### What needs to be done
Pull out each row below that contains the word "post", and copy those lines unchanged.
==*==
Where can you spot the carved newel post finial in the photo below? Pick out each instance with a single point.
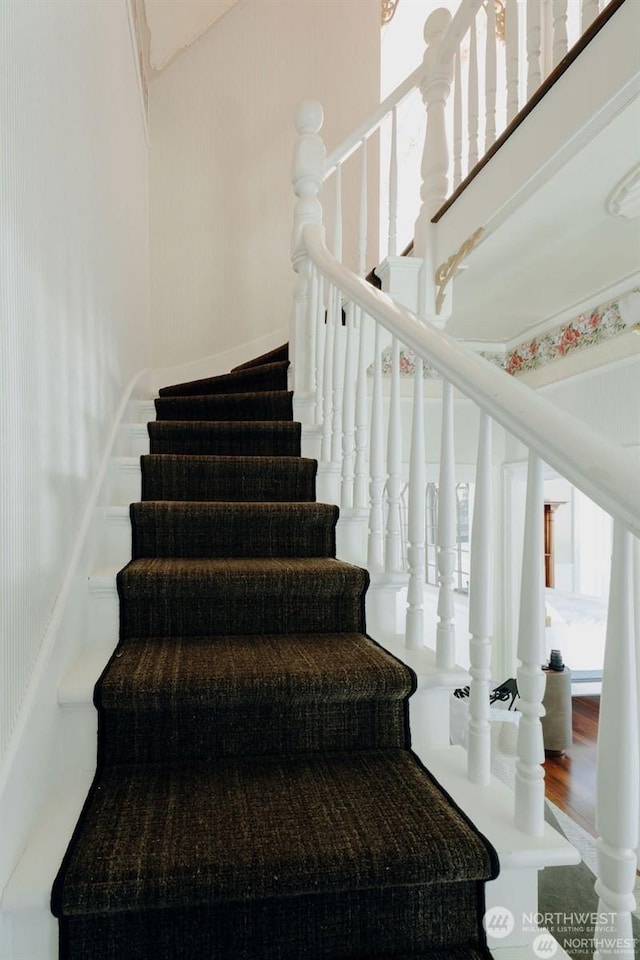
(435, 90)
(309, 159)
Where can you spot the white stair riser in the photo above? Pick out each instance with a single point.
(29, 935)
(118, 538)
(125, 481)
(104, 614)
(132, 440)
(80, 732)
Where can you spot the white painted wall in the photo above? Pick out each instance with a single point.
(222, 134)
(74, 314)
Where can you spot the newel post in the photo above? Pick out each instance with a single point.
(435, 89)
(309, 159)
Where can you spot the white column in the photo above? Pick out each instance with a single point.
(491, 77)
(534, 47)
(590, 10)
(307, 177)
(435, 157)
(415, 636)
(481, 611)
(512, 57)
(472, 108)
(349, 413)
(393, 544)
(457, 120)
(339, 333)
(392, 247)
(446, 537)
(529, 786)
(617, 763)
(560, 43)
(375, 551)
(361, 475)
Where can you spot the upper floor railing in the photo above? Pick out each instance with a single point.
(338, 331)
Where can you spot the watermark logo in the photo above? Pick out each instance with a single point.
(544, 946)
(498, 922)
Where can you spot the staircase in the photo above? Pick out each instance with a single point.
(256, 795)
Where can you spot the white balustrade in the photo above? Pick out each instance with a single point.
(617, 763)
(446, 535)
(457, 121)
(361, 469)
(349, 413)
(339, 337)
(560, 41)
(534, 48)
(529, 786)
(435, 158)
(375, 551)
(307, 175)
(588, 13)
(472, 102)
(491, 81)
(392, 244)
(512, 56)
(481, 610)
(416, 529)
(393, 543)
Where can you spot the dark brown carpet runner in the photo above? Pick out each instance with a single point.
(255, 795)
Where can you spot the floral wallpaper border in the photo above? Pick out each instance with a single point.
(585, 330)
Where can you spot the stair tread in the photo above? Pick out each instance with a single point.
(266, 405)
(233, 529)
(241, 577)
(169, 835)
(215, 671)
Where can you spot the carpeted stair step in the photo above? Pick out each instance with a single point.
(198, 698)
(269, 405)
(272, 356)
(257, 438)
(209, 597)
(179, 477)
(269, 376)
(191, 529)
(324, 856)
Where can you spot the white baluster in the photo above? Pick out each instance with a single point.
(560, 43)
(375, 552)
(491, 78)
(529, 786)
(481, 611)
(361, 477)
(328, 373)
(457, 121)
(445, 633)
(339, 337)
(416, 515)
(590, 10)
(360, 481)
(320, 328)
(472, 107)
(534, 47)
(393, 544)
(435, 157)
(349, 414)
(308, 171)
(393, 186)
(512, 58)
(617, 763)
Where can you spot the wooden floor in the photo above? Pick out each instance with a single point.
(570, 781)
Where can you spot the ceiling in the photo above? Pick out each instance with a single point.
(175, 24)
(565, 238)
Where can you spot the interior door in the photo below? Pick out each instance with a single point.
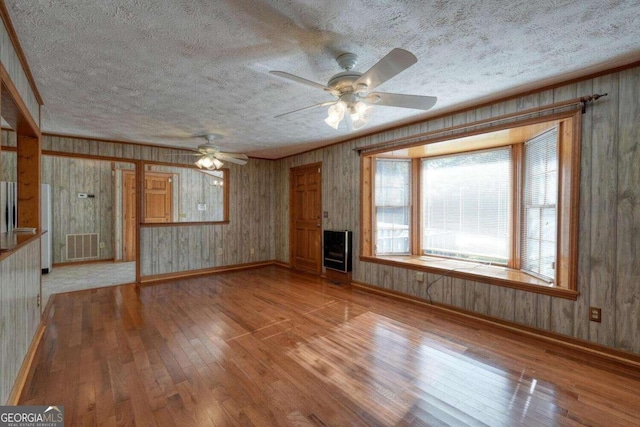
==*==
### Solution for this problem
Where can you spot the carved newel post finial in the photo below? Pick out each instance with a single point.
Where can you spot the newel post in the photo above? Pick out each instance with a single point.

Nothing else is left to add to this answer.